Required work – Exactly reproduce the lines beginning with the line that includes "TARGET = dark wingtip feather" and ending with the last line of the data.

Records for processing –
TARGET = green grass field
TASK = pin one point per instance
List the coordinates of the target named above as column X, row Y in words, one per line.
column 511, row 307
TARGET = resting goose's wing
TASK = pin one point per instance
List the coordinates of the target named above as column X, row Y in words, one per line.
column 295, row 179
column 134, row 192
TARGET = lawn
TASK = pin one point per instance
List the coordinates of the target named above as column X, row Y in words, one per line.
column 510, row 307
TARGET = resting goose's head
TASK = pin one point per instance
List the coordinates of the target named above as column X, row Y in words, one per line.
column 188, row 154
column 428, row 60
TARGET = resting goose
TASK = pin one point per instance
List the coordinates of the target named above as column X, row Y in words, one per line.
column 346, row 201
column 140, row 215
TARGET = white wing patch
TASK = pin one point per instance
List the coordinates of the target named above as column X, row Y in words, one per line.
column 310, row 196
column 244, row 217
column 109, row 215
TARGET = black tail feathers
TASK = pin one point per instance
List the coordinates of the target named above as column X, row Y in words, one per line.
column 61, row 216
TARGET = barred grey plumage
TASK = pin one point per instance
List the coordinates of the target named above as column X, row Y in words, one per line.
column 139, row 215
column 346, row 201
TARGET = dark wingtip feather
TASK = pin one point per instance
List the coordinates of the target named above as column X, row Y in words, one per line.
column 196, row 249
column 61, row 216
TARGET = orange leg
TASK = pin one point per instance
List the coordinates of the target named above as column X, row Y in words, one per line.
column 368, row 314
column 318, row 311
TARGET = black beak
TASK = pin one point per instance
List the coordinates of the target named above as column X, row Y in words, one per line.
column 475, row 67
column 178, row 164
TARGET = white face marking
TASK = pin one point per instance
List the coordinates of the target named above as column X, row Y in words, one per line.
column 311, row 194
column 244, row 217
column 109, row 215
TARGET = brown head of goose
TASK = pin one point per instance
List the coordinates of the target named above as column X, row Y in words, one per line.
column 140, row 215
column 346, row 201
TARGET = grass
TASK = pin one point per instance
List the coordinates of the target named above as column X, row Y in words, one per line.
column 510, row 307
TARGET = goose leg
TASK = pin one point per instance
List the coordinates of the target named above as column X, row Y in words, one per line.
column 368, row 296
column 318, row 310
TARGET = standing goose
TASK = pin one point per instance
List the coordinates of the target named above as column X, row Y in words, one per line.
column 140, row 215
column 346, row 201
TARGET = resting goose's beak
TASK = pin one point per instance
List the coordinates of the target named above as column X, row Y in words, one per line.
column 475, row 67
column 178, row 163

Finished exercise –
TARGET = dark wingtip feather
TASK = pin one point per instance
List the coordinates of the target named above as column X, row Y in words, one per line.
column 196, row 249
column 61, row 216
TARGET = orange leg
TASK = pin one point per instance
List the coordinates of the target named above as column X, row Y in words, one per line.
column 368, row 314
column 318, row 311
TARGET = black beak
TASK = pin one point per instance
List the coordinates of the target named above as column X, row Y in words, one per line.
column 475, row 67
column 178, row 164
TARGET = white face marking
TASK = pin one point per instance
List the coordinates of the target named above as column X, row Y in words, one per line.
column 311, row 194
column 244, row 217
column 109, row 215
TARGET = brown head of goose
TASK = pin one point per instance
List the coordinates of the target named above as column X, row Y in words, one per line.
column 140, row 215
column 346, row 201
TARGET = grass
TASK = pin one point per instance
List the coordinates of the target named above as column X, row Y in words, one per line.
column 510, row 307
TARGET = goose leg
TASK = pin one point per instance
List the coordinates of the target named above as column X, row Y in words, one per line.
column 368, row 296
column 318, row 310
TARGET = standing goose
TASK = pin one point per instance
List the coordinates of the target named above as column X, row Y in words, one per line.
column 140, row 215
column 346, row 201
TARGET = resting goose's beak
TASK = pin one point per instance
List the coordinates of the target named above as column X, row Y in words, one per line.
column 475, row 67
column 178, row 163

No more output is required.